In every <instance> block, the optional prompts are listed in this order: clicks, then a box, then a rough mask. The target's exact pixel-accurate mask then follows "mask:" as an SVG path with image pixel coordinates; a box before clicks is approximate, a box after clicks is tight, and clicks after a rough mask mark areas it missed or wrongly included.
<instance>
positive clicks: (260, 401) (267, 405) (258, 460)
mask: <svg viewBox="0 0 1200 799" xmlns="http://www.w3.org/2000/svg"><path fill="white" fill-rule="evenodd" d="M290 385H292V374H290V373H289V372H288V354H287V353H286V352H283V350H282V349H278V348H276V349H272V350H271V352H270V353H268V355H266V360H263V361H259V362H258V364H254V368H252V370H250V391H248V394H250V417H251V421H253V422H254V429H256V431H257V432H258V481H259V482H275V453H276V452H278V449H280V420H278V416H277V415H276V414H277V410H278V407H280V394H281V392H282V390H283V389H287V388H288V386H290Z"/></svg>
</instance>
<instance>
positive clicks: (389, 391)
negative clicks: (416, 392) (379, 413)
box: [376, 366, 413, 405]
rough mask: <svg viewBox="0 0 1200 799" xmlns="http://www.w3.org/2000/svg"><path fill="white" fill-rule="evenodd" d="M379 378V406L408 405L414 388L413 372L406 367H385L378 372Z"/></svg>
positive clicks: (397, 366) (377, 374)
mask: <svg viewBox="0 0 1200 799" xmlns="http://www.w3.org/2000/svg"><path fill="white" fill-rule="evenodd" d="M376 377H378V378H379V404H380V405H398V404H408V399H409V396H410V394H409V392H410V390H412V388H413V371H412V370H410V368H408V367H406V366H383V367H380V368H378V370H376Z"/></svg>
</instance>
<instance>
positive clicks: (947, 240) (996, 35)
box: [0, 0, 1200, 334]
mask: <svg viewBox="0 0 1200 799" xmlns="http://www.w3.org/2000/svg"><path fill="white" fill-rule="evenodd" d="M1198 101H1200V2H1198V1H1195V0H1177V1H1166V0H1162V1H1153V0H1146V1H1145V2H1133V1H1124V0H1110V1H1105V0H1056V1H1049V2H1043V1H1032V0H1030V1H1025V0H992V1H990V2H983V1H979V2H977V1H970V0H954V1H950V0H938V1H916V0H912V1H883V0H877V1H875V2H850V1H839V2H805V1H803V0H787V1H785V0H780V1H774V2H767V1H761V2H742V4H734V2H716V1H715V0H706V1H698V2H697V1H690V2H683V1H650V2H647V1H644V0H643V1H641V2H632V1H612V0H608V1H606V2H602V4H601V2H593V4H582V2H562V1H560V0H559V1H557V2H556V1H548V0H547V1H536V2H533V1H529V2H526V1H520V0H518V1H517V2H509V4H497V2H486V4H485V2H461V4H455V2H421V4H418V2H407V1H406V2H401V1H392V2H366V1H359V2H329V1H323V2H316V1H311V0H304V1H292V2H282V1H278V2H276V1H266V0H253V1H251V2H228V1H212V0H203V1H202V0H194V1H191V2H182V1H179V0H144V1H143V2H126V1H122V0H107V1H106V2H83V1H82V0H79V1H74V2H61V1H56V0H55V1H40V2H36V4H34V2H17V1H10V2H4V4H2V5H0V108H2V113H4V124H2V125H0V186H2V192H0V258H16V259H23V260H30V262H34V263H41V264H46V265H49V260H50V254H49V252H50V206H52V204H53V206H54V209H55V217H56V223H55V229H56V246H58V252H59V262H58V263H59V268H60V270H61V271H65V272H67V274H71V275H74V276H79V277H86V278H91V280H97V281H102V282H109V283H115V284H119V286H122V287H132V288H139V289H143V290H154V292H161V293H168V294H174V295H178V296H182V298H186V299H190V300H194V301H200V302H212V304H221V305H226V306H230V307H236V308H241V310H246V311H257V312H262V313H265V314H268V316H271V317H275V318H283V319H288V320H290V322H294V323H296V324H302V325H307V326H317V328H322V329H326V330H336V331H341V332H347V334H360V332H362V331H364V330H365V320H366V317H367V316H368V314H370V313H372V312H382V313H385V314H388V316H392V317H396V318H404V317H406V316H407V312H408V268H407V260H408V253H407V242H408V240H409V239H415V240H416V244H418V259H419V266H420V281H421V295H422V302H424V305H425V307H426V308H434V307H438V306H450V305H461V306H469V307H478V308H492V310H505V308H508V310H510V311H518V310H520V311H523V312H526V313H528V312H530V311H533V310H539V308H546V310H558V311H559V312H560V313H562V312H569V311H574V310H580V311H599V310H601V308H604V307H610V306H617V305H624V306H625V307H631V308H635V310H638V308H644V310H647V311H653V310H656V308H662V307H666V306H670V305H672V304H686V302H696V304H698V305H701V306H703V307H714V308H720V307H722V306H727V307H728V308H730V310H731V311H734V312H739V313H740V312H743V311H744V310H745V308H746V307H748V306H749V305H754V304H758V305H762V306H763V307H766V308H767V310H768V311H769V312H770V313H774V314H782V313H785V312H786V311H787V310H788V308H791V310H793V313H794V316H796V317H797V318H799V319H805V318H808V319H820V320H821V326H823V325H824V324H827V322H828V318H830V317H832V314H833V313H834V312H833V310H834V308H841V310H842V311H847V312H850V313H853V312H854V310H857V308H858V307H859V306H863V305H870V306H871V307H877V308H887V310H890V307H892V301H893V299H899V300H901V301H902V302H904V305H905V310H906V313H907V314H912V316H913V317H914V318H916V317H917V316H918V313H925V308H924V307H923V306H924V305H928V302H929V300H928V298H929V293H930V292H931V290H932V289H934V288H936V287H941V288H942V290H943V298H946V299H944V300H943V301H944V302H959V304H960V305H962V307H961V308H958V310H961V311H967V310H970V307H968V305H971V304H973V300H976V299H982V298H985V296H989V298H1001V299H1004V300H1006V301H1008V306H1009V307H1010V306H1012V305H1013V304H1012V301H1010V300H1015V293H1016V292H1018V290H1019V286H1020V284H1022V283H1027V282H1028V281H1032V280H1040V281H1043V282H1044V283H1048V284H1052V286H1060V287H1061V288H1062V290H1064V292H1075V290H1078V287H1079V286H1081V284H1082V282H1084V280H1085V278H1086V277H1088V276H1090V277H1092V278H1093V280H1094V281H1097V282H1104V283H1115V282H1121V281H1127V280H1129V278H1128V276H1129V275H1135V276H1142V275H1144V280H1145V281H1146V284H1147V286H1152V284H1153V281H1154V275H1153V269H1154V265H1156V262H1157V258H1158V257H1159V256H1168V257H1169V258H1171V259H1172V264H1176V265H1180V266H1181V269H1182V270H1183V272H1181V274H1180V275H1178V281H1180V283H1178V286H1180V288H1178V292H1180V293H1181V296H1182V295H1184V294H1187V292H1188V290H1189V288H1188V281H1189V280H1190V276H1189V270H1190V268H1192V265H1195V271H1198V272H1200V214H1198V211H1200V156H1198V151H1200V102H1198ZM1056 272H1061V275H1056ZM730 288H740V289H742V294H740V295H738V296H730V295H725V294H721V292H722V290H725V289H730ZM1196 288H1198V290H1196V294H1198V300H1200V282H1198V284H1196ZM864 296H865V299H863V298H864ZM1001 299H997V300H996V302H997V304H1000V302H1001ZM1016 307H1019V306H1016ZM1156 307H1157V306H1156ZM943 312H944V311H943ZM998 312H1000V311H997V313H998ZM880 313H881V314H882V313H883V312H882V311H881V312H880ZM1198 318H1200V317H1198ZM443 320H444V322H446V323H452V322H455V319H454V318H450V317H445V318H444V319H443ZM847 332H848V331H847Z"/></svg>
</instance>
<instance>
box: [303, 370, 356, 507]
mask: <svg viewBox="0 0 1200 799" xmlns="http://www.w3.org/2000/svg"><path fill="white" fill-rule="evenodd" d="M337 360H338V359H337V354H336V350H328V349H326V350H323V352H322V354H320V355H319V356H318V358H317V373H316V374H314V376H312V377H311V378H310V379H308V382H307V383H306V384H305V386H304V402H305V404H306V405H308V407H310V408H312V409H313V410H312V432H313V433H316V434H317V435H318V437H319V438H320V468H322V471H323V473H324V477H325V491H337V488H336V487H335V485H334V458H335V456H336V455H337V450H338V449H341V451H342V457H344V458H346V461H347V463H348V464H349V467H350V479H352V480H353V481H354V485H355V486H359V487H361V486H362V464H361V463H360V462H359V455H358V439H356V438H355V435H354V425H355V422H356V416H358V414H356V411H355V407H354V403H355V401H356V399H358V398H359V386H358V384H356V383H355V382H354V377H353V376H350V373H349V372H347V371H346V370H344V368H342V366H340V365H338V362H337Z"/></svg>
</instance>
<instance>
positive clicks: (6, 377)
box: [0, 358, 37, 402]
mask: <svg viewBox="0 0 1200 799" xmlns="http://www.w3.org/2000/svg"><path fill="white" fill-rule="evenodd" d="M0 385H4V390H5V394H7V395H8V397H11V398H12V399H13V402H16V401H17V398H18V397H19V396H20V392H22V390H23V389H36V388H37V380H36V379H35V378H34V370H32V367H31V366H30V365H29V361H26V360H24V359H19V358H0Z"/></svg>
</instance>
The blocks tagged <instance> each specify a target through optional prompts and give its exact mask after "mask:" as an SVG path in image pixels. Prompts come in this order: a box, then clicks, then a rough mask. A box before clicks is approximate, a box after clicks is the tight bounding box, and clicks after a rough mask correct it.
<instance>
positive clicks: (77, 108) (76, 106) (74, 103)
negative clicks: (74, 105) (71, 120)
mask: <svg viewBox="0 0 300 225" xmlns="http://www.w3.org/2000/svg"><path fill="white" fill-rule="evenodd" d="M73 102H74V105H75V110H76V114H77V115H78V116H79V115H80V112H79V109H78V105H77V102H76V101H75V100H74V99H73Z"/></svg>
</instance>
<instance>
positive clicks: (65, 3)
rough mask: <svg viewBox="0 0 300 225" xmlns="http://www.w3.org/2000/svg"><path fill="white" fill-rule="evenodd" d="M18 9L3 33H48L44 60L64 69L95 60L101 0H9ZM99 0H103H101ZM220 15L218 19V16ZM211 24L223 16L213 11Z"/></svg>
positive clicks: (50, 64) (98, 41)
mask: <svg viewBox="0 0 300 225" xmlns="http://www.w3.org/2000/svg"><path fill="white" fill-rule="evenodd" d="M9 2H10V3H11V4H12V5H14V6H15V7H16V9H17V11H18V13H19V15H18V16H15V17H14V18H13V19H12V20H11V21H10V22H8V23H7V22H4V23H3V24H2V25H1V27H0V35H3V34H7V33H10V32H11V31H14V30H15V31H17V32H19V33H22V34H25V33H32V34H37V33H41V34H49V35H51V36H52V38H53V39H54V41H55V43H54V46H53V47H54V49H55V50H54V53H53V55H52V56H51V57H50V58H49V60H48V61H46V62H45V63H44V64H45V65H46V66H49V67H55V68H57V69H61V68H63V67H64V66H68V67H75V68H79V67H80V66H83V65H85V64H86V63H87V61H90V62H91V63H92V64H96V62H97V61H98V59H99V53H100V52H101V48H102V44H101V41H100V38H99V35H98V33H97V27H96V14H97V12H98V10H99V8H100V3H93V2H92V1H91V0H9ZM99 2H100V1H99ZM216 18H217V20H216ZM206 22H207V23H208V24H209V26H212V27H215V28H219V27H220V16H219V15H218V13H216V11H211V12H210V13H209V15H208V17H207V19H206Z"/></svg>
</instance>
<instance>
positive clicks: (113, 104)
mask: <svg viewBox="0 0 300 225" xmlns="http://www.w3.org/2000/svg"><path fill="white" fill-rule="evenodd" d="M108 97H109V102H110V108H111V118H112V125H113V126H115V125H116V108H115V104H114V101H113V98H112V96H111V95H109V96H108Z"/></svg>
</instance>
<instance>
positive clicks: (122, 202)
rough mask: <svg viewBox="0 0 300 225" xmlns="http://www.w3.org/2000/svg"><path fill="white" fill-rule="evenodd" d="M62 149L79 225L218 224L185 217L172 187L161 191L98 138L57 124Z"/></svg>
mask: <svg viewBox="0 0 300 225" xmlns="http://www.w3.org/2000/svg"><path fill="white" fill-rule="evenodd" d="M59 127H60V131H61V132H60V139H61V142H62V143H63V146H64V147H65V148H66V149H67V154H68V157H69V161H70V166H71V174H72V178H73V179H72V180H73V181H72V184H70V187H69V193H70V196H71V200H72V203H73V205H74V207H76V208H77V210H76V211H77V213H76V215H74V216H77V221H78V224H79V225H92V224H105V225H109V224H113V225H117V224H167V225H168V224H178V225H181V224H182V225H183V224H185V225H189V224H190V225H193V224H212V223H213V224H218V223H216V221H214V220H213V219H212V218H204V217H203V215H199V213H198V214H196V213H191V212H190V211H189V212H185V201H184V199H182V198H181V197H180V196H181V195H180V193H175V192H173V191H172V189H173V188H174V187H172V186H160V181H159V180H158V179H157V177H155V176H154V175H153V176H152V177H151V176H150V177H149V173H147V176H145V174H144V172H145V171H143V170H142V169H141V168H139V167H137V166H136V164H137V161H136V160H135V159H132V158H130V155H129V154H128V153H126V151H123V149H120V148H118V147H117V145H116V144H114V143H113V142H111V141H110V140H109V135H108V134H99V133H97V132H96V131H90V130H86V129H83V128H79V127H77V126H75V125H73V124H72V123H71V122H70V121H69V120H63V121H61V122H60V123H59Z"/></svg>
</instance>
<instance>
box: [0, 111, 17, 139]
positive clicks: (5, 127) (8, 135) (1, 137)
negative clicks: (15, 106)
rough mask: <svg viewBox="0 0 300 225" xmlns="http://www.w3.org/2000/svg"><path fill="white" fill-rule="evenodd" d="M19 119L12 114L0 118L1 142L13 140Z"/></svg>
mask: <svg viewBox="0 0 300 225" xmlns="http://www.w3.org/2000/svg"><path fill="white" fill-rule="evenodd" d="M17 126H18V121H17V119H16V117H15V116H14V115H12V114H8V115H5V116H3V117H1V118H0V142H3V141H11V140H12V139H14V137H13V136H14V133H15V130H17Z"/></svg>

_____

Request — Switch every "clicks" to "points" in the data, starting at the beginning and ending at the line containing "positive clicks: (260, 401)", then give those lines again with nothing else altered.

Response to the exercise —
In every <instance> block, the optional prompts are listed in this order: points, then a box, then a rough mask. The target's exact pixel-accurate mask then follows "mask:" as an SVG path with image pixel coordinates; a box before points is approximate, a box after points is tight, and points after a rough mask mark areas it missed or wrongly included.
<instance>
positive points: (260, 401) (267, 405) (258, 460)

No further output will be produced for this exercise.